Continue the passage below on universal influenza vaccine candidates, picking up right after its last sentence.

READING TEXT:
----

Seasonal influenza virus epidemics are consistent sources of morbidity and mortality, with an estimated 3-5 million infections and 290,000-650,000 deaths annually, worldwide [1]. Consequently, significant resources are both lost due to infection and spent in attempts to mitigate and prevent infection, all with limited success. Current influenza vaccines exhibit suboptimal efficacy, ranging from 10% to 60% [[2], [3], [4], [5], [6]], and significant logistical efforts are required to supply cold-chain dependent vaccines [[7], [8], [9]]. All these aspects combine to underscore an urgent need for “universal” influenza vaccines with high efficacy, ideally with improved storage and stability profiles.

Efforts to develop universal influenza A virus (IAV) vaccines have largely focused on generating neutralizing antibody responses. However, these approaches have encountered limitations in generating broad-based, neutralizing antibody responses against genetically diverse IAV strains [10,11]. However, antibody-focused approaches neglect to evaluate CD4+ and/or CD8+ T cell responses, which are critical in controlling and resolving IAV infections [12,13]. Thus, protective immunity induced by “universal” influenza vaccine candidates will likely contain components that induce both humoral and cell-mediated immunity.

Herein, we report on the use of a unique influenza A hemagglutinin derived from A/equine/1/KY/91 (H3N8) virus that elicits broadly neutralizing antibodies to a wide range of circulating influenza virus strains [14]. Furthermore, nucleoprotein derived from A/HK/1/68 (H3N2) virus was selected as a second immunogen to induce T cell responses due to the highly conserved nature of nucleoprotein across IAV strains [15,16].

----

DATASET CONTENT:

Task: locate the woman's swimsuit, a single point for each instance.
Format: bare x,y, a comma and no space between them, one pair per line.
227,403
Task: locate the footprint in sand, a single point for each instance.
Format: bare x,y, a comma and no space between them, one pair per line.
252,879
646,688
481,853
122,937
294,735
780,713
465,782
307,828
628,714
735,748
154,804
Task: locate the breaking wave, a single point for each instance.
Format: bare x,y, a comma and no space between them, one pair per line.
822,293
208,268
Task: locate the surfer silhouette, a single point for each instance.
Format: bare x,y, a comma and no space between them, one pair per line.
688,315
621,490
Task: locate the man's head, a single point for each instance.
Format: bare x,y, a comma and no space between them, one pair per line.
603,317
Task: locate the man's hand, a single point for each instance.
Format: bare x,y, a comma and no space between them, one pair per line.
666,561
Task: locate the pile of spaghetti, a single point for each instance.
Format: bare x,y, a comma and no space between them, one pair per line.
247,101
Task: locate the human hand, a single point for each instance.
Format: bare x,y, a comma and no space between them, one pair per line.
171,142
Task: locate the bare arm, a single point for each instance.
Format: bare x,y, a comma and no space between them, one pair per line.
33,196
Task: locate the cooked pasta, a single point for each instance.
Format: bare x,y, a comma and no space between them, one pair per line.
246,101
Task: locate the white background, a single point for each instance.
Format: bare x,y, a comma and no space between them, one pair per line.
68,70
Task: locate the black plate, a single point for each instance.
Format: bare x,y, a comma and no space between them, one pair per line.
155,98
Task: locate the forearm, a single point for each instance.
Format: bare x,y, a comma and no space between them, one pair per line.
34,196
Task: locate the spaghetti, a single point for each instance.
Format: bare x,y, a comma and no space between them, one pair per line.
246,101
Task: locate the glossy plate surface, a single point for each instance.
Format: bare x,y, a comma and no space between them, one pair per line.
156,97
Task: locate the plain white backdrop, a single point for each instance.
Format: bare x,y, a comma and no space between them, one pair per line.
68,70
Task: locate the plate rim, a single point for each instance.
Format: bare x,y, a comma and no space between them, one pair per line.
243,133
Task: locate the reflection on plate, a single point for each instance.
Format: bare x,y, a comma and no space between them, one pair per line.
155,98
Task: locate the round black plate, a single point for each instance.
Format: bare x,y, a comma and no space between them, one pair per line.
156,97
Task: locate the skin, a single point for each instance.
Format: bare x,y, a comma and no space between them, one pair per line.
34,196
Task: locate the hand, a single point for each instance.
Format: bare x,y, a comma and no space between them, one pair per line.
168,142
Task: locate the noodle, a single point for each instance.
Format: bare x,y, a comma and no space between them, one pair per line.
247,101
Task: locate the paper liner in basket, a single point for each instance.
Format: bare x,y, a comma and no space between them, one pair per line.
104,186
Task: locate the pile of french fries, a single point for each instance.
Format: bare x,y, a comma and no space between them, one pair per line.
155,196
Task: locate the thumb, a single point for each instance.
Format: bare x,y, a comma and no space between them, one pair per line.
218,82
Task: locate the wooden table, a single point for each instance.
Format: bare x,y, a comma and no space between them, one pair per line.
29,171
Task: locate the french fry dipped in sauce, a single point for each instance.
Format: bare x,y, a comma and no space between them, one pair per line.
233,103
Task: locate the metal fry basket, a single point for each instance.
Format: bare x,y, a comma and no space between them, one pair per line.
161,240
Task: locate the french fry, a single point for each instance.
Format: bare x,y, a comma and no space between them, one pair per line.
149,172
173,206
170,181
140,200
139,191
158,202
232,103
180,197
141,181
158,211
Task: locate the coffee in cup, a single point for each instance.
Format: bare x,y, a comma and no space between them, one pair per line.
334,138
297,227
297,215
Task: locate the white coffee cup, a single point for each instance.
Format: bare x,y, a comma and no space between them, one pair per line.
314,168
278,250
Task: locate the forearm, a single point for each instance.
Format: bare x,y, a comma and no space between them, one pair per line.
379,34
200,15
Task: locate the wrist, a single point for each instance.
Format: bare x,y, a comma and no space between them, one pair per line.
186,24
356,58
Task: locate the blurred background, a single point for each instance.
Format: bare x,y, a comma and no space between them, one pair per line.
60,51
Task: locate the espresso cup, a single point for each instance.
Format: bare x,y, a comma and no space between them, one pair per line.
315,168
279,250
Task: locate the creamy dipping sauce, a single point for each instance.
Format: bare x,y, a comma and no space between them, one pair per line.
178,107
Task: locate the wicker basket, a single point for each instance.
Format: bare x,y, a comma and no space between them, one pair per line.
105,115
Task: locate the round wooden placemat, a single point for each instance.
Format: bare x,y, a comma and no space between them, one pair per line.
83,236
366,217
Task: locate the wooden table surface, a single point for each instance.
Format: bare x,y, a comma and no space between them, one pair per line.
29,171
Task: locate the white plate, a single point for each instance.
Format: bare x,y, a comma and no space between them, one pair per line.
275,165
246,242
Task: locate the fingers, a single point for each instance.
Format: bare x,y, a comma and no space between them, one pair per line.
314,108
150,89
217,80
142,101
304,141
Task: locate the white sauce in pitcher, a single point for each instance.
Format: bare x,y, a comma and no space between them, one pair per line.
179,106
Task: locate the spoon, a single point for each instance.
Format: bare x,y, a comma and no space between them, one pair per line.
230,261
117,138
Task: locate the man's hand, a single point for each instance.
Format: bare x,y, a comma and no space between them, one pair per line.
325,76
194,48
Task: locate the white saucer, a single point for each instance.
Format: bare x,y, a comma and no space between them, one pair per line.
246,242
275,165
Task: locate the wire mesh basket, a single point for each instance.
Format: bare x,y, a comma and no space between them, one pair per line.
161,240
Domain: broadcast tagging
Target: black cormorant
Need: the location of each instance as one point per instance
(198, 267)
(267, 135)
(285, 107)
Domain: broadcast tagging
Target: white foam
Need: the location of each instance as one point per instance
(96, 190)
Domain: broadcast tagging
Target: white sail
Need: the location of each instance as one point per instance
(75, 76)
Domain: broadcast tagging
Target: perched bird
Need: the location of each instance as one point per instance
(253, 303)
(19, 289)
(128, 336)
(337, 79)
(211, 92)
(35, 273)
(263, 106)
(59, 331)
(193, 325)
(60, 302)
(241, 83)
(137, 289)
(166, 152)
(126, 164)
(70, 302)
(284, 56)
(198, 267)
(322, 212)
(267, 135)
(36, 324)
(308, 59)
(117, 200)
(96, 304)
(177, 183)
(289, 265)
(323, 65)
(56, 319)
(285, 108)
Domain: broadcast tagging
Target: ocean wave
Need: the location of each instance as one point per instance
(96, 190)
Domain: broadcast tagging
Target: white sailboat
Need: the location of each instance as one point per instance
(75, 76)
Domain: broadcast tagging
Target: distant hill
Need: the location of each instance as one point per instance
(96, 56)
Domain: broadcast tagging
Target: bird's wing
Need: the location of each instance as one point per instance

----

EXERCISE RESPONSE:
To stabilize and deliver these potentially universal immunogens and address gaps in inactivated virus-based vaccination strategies, biomaterials-based particle vaccines utilizing 1,6-bis(p-carboxyphenoxy)hexane (CPH) and 1,8-bis(p-carboxyphenoxy)-3,6-dioxaoctane (CPTEG) as a 20:80 CPTEG:CPH polyanhydride copolymer and Pluronic F127® based pentablock copolymer micelles were designed. These platforms have been previously shown to be biocompatible and biodegradable and to induce robust local and systemic humoral and cell-mediated immune responses when used to deliver IAV antigens [[17], [18], [19], [20], [21]]. The polyanhydride particles are capable of encapsulating, stabilizing, protecting, transporting, and releasing immunogenic payloads in a controlled manner [[22], [23], [24]]. Furthermore, polyanhydride particles and pentablock copolymer micelles can simultaneously deliver multiple immunogens and adjuvants to immune cells. In this work, we studied two adjuvants. CpG 1668 has been previously shown to be an effective pulmonary adjuvant [[25], [26], [27]], and as a TLR 9 agonist, it is well suited for intranasal delivery by polyanhydride particles where it will be released and detected in endosomal compartments [28,29]. Pentablock copolymer micelles have been shown to be effective transmembrane carriers allowing for efficient cytosolic delivery [30]. Therefore, cyclic di-GMP (CDN) [31], a cytosolic STING agonist, which has been previously used as an adjuvant for subcutaneous polymeric particle-based vaccines [20,21], was selected.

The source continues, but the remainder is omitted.